(Lines of data)

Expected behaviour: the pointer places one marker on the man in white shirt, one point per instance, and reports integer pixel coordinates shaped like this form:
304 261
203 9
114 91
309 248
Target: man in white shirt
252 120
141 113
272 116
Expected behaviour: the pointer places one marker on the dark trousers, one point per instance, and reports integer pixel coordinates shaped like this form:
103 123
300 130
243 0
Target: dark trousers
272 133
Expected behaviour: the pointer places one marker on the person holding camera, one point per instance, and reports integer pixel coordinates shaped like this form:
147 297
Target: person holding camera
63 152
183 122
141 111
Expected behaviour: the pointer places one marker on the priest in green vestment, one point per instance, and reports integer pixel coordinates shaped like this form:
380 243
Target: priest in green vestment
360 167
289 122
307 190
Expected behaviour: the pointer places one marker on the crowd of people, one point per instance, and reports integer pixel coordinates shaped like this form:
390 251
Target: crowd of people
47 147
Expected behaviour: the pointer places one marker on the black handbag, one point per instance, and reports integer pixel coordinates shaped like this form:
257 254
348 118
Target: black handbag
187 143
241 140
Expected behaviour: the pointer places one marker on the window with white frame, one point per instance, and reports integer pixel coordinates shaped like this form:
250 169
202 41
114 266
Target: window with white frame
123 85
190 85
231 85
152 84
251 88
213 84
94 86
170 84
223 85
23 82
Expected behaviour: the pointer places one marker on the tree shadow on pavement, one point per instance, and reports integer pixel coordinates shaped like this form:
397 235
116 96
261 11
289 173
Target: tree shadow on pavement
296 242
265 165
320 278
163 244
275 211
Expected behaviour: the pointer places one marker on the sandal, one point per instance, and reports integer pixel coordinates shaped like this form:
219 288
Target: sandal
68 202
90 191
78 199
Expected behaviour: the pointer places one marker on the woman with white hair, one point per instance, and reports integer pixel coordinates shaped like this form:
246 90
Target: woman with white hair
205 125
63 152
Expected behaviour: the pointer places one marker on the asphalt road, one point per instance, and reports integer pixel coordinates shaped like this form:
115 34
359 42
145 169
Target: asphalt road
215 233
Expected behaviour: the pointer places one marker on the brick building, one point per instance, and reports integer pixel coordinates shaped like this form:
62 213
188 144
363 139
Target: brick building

§ **PROBLEM DESCRIPTION**
Repeat all of the records above exactly as written.

§ **RESPONSE**
Expected behaviour: the pointer places one marker on the man in white shirt, one point per instance, and reports integer pixel coordinates shaped like this form:
304 261
203 9
114 91
309 248
Target: man in white shirt
252 120
141 113
272 116
Expected behaviour: the pointer places one marker on the dark trousers, one point per instance, and reports integer pixel coordinates shaped like this form:
103 123
300 130
243 0
Target: dark trousers
272 133
Expected behaviour: the pointer places one marker on the person holding camera, one point per instance, and reports integer pixel coordinates shaped like this form:
147 297
Target: person holding camera
63 152
183 122
141 111
Expected behaviour: the pointer places one marker on the priest in green vestment, one point per instance, and reports integer pixel coordinates shaped like this form:
380 243
Target: priest in green vestment
360 167
289 122
307 190
Expected behaviour: the pointer places one marker on the crowd of people, one point per instance, and reports integer pixel coordinates shaped like this form:
390 251
Target: crowd of people
47 147
Expected behaviour: the pointer places one marker on the black handbag, one point per instance, and reports integer pixel coordinates shaped like this form:
257 254
348 118
Target: black handbag
187 143
241 140
Expected behaviour: the pointer places one marker on the window with white frame, one point per instance, and reports integer pixel coordinates shaped like this form:
250 169
202 41
114 266
Target: window with white frame
123 85
190 85
231 85
152 84
251 88
213 84
94 86
170 84
223 85
23 82
Expected behaviour: the pointer places one marker on the tree shadow on pavement, one point per instance, and reports integer pixel coordinates shaped like this form:
397 235
116 96
261 11
289 173
Target: tree shadow on pavement
296 242
265 165
320 278
163 244
275 211
Expected behaviour: the pointer places one marker on the sandal, one point per instance, and reports integer pixel coordinates shaped like this form:
219 288
Target: sandal
68 202
90 191
78 199
Expected behaviour: the pointer places one marker on the woman with white hair, one point per instance, and reports integer pixel coordinates shaped like this form:
246 90
Target: woman with white hair
205 125
63 152
Expected behaviour: the pointer places one marker on the asphalt road, one point per instance, and reports integer pixel coordinates shaped like this form:
115 34
359 42
145 169
Target: asphalt road
215 233
Expected behaviour: the pointer places one marker on the brick building, one point per instance, and reports integer pixel coordinates shaped like this form:
62 213
188 144
363 139
Target: brick building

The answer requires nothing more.